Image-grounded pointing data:
BEGIN
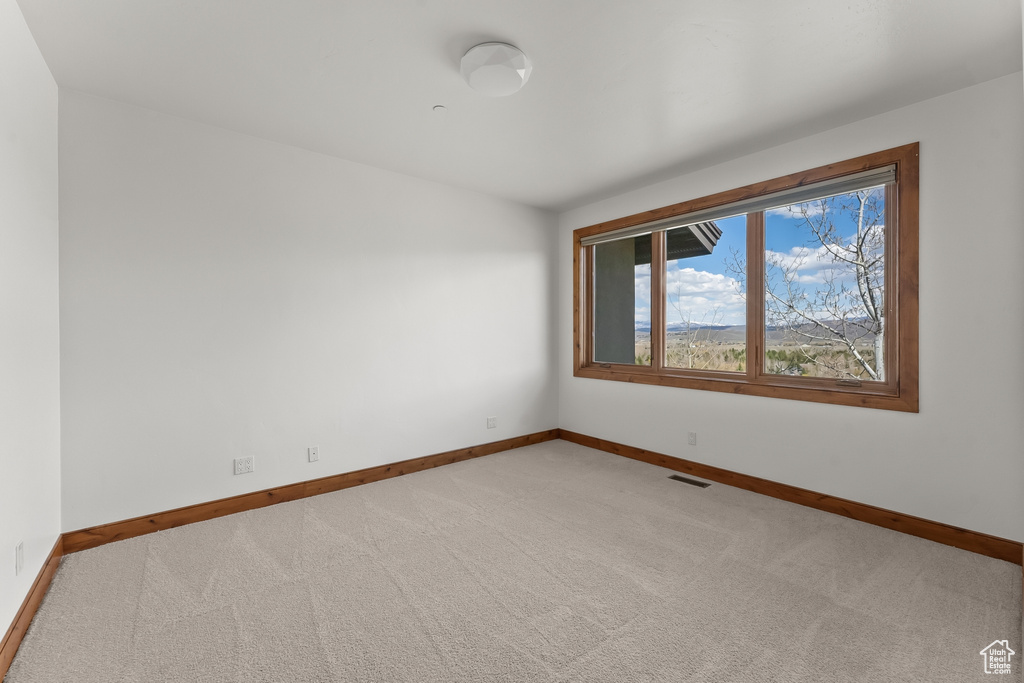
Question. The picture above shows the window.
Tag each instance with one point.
(804, 287)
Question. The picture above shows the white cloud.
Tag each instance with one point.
(704, 297)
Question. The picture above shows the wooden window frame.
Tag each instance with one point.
(897, 392)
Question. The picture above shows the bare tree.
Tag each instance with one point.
(841, 305)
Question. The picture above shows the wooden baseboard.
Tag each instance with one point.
(983, 544)
(98, 536)
(12, 639)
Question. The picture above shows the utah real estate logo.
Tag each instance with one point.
(997, 657)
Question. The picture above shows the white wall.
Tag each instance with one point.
(224, 296)
(30, 403)
(960, 460)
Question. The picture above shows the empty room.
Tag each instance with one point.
(452, 340)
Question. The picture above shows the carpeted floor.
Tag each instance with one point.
(548, 563)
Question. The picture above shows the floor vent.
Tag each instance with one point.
(692, 482)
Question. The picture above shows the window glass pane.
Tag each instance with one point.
(706, 309)
(622, 301)
(824, 282)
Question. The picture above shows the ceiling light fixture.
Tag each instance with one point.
(496, 70)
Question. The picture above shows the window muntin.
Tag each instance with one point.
(885, 376)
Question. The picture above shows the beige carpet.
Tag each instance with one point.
(548, 563)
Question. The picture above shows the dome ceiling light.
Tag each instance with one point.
(496, 70)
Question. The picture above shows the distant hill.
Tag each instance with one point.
(735, 334)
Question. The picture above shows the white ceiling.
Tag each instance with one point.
(623, 92)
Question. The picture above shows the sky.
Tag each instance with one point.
(707, 291)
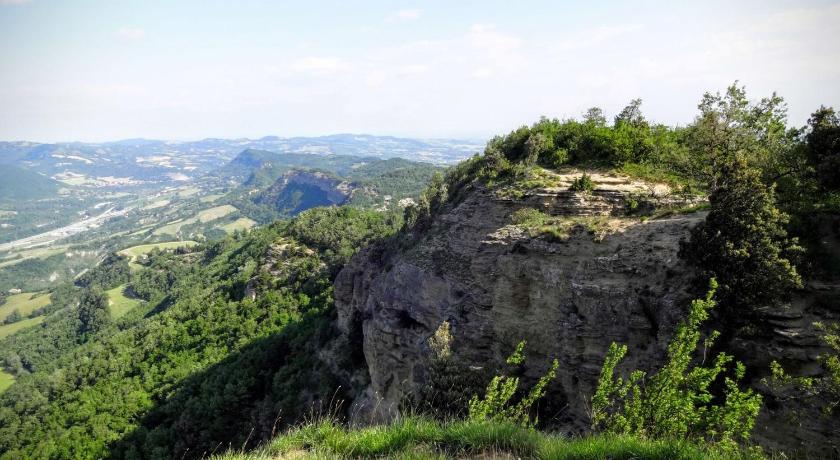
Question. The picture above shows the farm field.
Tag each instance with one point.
(9, 329)
(135, 251)
(6, 380)
(25, 303)
(119, 303)
(243, 223)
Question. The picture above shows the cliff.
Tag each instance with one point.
(609, 278)
(613, 278)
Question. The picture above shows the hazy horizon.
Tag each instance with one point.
(100, 71)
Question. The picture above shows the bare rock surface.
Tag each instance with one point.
(496, 285)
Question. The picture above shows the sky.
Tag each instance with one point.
(88, 70)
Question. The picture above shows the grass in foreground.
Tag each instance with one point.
(426, 439)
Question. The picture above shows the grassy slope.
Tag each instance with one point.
(25, 303)
(422, 438)
(6, 380)
(203, 216)
(22, 184)
(135, 251)
(9, 329)
(243, 223)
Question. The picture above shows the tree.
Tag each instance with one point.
(677, 401)
(631, 114)
(93, 312)
(594, 116)
(743, 241)
(13, 317)
(497, 404)
(730, 128)
(538, 145)
(822, 146)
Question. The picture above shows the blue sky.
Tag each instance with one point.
(105, 70)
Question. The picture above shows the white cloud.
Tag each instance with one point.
(598, 35)
(413, 69)
(483, 72)
(404, 15)
(375, 78)
(131, 33)
(485, 36)
(320, 65)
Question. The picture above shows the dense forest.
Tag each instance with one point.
(225, 350)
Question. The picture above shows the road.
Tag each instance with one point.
(63, 232)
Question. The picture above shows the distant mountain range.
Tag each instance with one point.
(139, 161)
(21, 184)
END
ASSIGNED TASK
Copy the lines from the entries above in which the word "light" appears.

RESPONSE
Question. The picture above shows the ceiling light fixture.
Question. The picture above shows the dome ceiling light.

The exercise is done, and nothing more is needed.